### Provided passage

2008-09-24 20:10:57

by J. Bruce Fields

[permalink] [raw]
Subject: Re: [PATCH 03/10] svcrdma: Query device for Fast Reg support during connection setup

On Tue, Sep 16, 2008 at 06:34:32AM -0500, Tom Tucker wrote:
> Query the device capabilities in the svc_rdma_accept function to determine
> what advanced memory management capabilities are supported by the device.
> Based on the query, select the most secure model available given the
> requirements of the transport and capabilities of the adapter.
>
> Signed-off-by: Tom Tucker <[email protected]>
>
> ---
> net/sunrpc/xprtrdma/svc_rdma_transport.c | 86 +++++++++++++++++++++++++++--
> 1 files changed, 80 insertions(+), 6 deletions(-)
>
> diff --git a/net/sunrpc/xprtrdma/svc_rdma_transport.c b/net/sunrpc/xprtrdma/svc_rdma_transport.c
> index f200345..8586c7d 100644
> --- a/net/sunrpc/xprtrdma/svc_rdma_transport.c
> +++ b/net/sunrpc/xprtrdma/svc_rdma_transport.c
> @@ -816,6 +816,7 @@ static struct svc_xprt *svc_rdma_accept(struct svc_xprt *xprt)

######
### Records provided

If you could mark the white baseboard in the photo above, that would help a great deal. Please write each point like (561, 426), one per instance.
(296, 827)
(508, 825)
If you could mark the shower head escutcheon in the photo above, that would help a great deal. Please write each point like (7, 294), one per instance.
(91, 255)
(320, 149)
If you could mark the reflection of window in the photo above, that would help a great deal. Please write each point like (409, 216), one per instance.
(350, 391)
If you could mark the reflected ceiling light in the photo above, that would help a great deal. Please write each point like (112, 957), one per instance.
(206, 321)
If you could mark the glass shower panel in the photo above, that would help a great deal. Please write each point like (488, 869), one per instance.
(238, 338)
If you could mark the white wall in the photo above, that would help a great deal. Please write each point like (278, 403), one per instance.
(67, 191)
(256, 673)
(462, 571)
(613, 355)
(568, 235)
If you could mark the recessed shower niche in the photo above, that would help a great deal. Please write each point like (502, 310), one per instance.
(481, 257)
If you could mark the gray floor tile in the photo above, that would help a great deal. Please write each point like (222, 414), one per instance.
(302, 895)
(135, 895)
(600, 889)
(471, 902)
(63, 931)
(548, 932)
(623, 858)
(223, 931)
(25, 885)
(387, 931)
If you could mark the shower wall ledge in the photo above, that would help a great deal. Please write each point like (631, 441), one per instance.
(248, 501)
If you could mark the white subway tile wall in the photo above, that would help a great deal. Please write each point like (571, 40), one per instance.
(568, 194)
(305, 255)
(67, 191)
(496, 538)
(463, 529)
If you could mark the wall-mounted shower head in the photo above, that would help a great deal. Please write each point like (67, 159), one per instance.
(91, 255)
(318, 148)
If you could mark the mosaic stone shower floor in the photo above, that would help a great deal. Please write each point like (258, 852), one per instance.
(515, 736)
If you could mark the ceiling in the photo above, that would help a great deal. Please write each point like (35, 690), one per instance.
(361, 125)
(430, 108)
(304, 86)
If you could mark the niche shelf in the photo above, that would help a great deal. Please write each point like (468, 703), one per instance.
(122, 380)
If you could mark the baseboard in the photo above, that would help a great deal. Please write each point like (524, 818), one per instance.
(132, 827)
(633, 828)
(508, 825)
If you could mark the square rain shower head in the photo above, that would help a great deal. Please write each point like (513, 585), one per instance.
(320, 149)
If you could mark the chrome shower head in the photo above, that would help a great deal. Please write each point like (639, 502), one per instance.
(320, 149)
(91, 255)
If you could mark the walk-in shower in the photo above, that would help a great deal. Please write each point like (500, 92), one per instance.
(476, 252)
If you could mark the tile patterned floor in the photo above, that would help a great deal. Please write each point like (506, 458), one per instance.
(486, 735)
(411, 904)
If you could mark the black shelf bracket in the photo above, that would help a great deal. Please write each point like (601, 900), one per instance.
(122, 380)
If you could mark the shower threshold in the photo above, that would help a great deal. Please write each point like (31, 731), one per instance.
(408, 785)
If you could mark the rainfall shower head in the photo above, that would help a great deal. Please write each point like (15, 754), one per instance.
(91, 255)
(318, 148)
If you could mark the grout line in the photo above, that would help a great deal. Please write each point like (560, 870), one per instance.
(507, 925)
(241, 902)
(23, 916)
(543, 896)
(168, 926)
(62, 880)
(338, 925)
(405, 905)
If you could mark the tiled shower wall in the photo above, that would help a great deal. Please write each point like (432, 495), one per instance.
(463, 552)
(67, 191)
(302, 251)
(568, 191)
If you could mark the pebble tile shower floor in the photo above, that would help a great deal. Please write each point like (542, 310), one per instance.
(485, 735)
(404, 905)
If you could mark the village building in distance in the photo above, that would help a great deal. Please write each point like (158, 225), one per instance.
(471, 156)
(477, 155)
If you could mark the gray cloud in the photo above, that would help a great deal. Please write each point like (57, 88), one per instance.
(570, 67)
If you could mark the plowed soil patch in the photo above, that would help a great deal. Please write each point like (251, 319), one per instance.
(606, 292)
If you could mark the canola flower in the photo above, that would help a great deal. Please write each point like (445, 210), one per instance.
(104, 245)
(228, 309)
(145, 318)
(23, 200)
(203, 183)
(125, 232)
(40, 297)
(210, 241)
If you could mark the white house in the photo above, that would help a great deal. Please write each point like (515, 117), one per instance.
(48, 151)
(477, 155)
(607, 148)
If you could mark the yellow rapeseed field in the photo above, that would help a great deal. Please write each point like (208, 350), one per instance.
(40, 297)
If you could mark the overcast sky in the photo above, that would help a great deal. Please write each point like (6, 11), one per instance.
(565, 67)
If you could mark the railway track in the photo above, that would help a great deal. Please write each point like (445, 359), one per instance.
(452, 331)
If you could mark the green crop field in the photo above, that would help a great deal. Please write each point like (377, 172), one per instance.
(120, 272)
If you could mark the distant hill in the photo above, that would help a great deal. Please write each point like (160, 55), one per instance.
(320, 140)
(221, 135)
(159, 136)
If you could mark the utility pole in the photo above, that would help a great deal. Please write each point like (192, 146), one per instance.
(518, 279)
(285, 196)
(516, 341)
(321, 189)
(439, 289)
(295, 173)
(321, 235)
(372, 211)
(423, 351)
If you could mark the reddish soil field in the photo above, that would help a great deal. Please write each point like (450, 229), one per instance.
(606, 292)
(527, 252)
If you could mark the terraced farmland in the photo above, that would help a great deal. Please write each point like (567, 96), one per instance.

######

Directives>
- 1) In the patch message, revise the part that opens with the words containing "2008-09-24 20:10:57" and closes with "of the adapter.", putting "hardware" in place of "adapter".
- 2) Answer these questions using the patch message.
(a) What date and time appear at the top?
(b) In which function are the device capabilities queried?
(c) How many insertions and deletions does the change summary report?

Response list>
- 1)
2008-09-24 20:10:57

by J. Bruce Fields

[permalink] [raw]
Subject: Re: [PATCH 03/10] svcrdma: Query device for Fast Reg support during connection setup

On Tue, Sep 16, 2008 at 06:34:32AM -0500, Tom Tucker wrote:
> Query the device capabilities in the svc_rdma_accept function to determine
> what advanced memory management capabilities are supported by the device.
> Based on the query, select the most secure model available given the
> requirements of the transport and capabilities of the hardware.

- 2)
(a) 2008-09-24 20:10:57
(b) svc_rdma_accept
(c) 80 insertions and 6 deletions